* _Set task_
Put every line of the material below, from the one containing "the turned spindle" down to the one containing "Target: turned spindle", into a numbered list. Both of those lines count, and blank lines are left out.
:: Data section
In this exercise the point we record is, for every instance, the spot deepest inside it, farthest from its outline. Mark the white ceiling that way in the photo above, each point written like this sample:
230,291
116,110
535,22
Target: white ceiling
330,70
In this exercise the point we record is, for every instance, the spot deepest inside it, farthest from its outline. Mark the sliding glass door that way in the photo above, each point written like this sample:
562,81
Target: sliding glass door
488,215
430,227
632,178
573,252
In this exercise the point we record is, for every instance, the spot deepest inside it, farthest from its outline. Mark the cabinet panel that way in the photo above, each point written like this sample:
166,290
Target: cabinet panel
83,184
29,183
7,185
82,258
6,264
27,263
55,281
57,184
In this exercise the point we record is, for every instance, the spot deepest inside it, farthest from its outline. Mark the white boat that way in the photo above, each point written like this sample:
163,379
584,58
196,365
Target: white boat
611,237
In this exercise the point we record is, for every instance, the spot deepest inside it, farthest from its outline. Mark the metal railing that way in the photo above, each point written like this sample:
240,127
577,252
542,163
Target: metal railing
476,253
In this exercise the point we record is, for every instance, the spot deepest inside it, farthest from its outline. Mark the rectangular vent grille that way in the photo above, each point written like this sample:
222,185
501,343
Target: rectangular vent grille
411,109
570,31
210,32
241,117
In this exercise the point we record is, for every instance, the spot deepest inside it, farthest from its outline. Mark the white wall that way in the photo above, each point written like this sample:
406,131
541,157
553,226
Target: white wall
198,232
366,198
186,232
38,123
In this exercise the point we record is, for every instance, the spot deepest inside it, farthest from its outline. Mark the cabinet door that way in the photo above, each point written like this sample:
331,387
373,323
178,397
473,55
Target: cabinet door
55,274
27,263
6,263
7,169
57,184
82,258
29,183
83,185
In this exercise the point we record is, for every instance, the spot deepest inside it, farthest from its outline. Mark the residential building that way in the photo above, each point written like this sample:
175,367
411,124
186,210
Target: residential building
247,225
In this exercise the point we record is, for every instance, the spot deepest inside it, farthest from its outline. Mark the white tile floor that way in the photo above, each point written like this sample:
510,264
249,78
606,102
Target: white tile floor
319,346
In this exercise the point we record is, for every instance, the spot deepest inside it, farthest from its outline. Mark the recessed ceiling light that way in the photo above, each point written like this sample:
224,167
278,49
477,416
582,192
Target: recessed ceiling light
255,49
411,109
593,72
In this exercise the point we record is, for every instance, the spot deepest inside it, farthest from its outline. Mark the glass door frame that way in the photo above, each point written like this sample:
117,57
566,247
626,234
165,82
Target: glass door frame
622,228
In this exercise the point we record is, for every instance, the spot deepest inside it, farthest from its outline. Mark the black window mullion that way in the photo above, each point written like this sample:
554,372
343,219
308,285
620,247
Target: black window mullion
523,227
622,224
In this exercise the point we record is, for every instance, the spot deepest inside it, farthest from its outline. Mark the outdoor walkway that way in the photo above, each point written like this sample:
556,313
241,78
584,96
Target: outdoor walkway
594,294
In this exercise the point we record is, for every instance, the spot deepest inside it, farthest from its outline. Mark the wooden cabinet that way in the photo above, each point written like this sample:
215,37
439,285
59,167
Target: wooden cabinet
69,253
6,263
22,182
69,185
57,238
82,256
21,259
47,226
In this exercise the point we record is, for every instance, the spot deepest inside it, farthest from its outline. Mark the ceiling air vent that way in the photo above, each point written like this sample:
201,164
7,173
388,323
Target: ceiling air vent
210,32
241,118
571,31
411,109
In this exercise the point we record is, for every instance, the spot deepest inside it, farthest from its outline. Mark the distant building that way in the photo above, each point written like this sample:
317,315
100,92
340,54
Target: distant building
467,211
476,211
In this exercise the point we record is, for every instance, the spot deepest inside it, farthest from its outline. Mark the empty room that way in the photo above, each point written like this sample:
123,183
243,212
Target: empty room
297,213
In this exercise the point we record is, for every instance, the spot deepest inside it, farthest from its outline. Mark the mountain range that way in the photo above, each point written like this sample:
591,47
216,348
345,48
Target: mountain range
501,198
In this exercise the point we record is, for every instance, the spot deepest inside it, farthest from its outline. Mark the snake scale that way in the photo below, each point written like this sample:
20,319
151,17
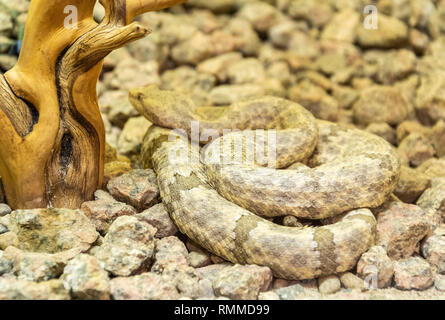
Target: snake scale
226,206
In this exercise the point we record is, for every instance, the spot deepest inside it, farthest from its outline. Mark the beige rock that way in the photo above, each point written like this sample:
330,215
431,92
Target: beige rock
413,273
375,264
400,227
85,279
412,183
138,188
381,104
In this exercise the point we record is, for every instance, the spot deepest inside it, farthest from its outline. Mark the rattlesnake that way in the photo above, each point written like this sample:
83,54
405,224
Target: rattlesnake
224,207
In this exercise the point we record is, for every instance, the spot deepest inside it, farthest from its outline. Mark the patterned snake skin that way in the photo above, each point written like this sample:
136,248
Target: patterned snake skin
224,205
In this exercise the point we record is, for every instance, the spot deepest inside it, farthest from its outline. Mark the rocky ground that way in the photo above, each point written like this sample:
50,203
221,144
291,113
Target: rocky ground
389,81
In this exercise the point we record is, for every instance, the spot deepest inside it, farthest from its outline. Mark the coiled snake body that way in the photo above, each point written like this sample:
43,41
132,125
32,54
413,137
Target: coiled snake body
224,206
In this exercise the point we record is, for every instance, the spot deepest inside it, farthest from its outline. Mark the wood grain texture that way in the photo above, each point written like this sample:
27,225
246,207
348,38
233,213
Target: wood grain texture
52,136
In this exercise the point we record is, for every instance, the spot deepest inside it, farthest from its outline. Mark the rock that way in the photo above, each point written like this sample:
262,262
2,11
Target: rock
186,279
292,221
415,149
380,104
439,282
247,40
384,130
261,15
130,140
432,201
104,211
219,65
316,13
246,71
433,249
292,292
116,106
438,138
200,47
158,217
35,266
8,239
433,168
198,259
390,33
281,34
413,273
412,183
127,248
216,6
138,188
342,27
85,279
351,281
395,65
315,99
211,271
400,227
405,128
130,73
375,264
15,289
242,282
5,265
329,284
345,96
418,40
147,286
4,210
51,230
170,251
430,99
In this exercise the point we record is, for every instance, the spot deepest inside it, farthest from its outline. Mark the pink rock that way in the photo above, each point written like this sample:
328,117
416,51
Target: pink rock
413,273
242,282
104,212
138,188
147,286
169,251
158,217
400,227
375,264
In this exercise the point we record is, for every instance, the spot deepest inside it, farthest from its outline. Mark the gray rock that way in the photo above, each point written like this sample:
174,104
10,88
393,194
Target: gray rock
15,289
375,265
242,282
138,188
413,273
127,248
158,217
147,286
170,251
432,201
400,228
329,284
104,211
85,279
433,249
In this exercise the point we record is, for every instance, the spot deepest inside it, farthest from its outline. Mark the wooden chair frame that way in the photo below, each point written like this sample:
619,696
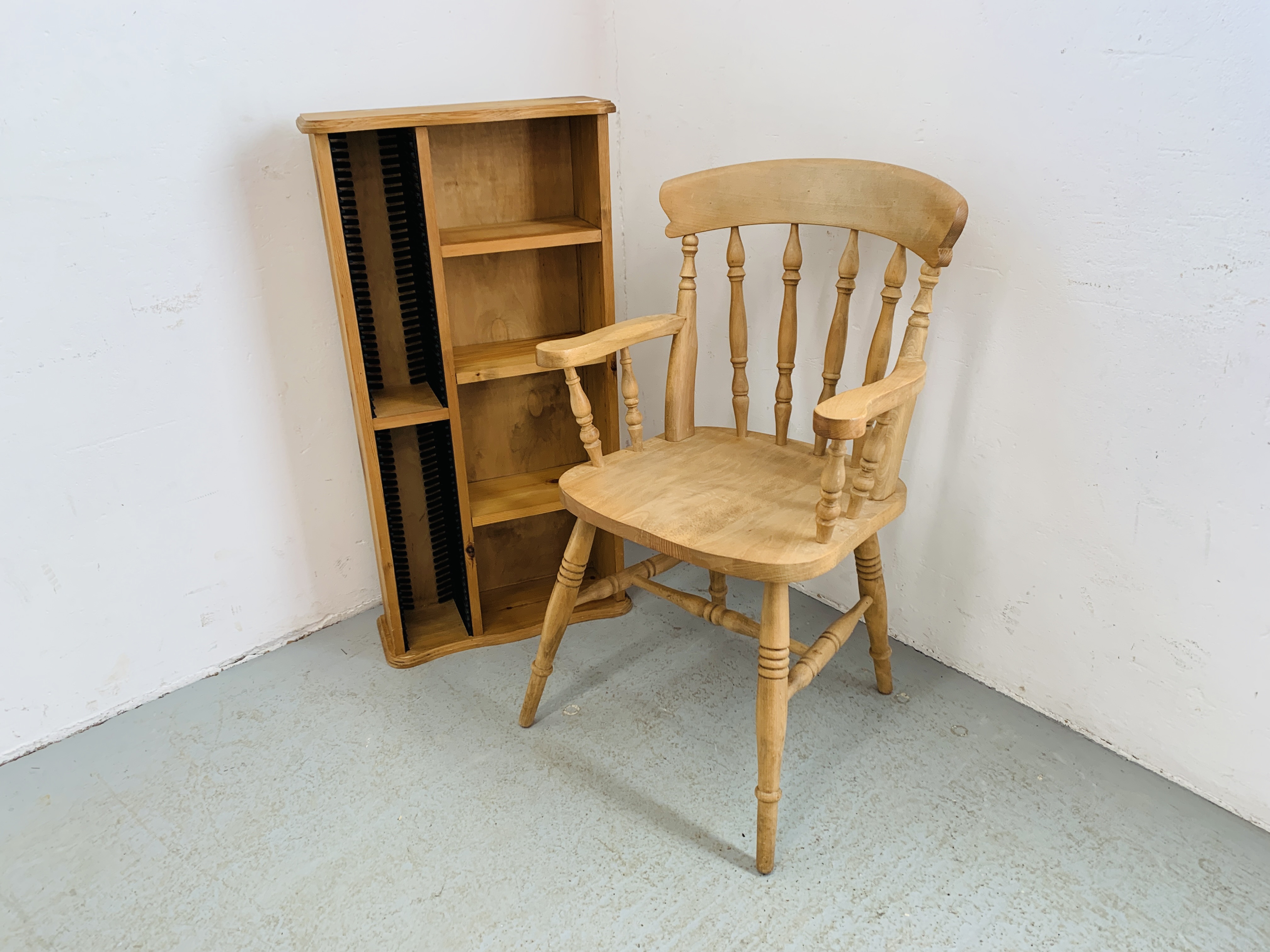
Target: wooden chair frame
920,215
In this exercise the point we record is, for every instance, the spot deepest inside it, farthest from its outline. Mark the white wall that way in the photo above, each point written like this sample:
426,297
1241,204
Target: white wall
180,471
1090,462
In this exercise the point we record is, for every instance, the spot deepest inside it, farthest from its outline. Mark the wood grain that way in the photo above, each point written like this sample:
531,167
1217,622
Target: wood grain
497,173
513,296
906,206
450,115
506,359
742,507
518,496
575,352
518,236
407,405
::::
:: Data section
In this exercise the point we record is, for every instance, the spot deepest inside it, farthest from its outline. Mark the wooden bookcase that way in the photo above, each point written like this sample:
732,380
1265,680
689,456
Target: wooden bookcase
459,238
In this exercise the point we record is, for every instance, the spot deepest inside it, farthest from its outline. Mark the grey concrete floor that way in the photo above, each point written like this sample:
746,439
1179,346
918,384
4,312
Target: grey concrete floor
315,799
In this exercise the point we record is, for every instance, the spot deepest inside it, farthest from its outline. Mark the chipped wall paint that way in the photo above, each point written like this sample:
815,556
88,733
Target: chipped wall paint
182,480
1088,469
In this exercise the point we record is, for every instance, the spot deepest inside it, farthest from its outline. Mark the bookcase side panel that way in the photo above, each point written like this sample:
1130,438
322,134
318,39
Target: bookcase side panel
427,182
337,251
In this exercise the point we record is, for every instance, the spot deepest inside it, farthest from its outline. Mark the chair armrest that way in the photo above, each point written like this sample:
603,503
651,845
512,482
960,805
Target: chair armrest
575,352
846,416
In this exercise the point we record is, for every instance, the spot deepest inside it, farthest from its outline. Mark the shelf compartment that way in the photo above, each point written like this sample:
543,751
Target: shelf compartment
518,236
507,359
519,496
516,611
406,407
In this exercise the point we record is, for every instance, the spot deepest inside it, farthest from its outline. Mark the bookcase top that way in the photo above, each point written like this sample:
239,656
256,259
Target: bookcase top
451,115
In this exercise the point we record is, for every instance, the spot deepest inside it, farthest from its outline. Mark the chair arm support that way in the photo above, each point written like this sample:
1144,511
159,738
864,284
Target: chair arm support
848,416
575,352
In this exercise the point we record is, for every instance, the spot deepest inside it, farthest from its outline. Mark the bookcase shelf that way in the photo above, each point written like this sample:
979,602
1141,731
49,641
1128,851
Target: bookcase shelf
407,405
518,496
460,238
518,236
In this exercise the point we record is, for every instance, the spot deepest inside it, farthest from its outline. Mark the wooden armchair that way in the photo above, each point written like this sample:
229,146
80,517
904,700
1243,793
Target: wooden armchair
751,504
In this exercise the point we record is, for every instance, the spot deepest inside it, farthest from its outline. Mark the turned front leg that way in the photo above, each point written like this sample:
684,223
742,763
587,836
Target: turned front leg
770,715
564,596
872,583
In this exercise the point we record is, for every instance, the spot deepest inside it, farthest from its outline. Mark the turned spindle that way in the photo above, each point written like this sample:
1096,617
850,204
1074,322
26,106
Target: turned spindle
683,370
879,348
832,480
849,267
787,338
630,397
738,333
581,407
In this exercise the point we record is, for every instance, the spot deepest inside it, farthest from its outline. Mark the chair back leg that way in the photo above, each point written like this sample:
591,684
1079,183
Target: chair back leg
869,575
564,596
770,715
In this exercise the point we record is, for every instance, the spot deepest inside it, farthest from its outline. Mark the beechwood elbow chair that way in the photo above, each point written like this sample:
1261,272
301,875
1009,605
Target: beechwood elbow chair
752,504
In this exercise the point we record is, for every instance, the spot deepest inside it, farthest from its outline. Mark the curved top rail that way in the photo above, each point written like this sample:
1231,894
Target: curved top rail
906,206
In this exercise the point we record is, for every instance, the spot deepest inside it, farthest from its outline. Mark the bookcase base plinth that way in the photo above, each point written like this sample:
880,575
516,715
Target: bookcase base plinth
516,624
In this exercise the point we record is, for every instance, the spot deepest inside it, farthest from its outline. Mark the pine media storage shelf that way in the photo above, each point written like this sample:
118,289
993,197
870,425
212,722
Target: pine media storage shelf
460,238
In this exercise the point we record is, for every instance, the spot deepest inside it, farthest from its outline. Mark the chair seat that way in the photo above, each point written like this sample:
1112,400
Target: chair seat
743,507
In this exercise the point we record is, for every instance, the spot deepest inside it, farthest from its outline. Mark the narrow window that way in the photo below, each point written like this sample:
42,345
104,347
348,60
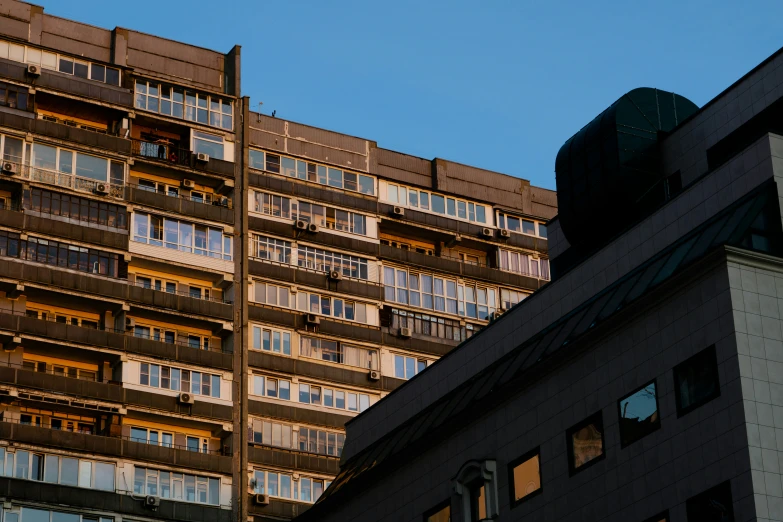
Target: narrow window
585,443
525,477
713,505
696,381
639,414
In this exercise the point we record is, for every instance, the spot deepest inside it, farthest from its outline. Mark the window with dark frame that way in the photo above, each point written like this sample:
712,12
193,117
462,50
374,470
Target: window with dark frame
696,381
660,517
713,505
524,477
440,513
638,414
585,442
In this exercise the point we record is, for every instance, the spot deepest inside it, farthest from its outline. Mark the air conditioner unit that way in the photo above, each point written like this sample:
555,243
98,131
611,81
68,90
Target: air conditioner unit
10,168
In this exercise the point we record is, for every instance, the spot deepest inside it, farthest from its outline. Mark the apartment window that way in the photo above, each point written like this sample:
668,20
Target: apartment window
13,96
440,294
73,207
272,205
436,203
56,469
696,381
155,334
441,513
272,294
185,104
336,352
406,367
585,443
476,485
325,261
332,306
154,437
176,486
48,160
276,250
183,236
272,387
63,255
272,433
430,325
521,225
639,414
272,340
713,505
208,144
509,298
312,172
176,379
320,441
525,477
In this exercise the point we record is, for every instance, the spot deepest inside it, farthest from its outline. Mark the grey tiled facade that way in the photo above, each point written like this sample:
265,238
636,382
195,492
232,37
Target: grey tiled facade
::::
* _Exercise result_
1. In this exercise the point we record is, for every instance, the spot deepest inside it, farthest from its outline. Mark the turned spindle that way in the photo above, each point written like this sample:
2. 1096,617
3. 850,204
4. 1074,322
5. 26,106
6. Target: turned spindle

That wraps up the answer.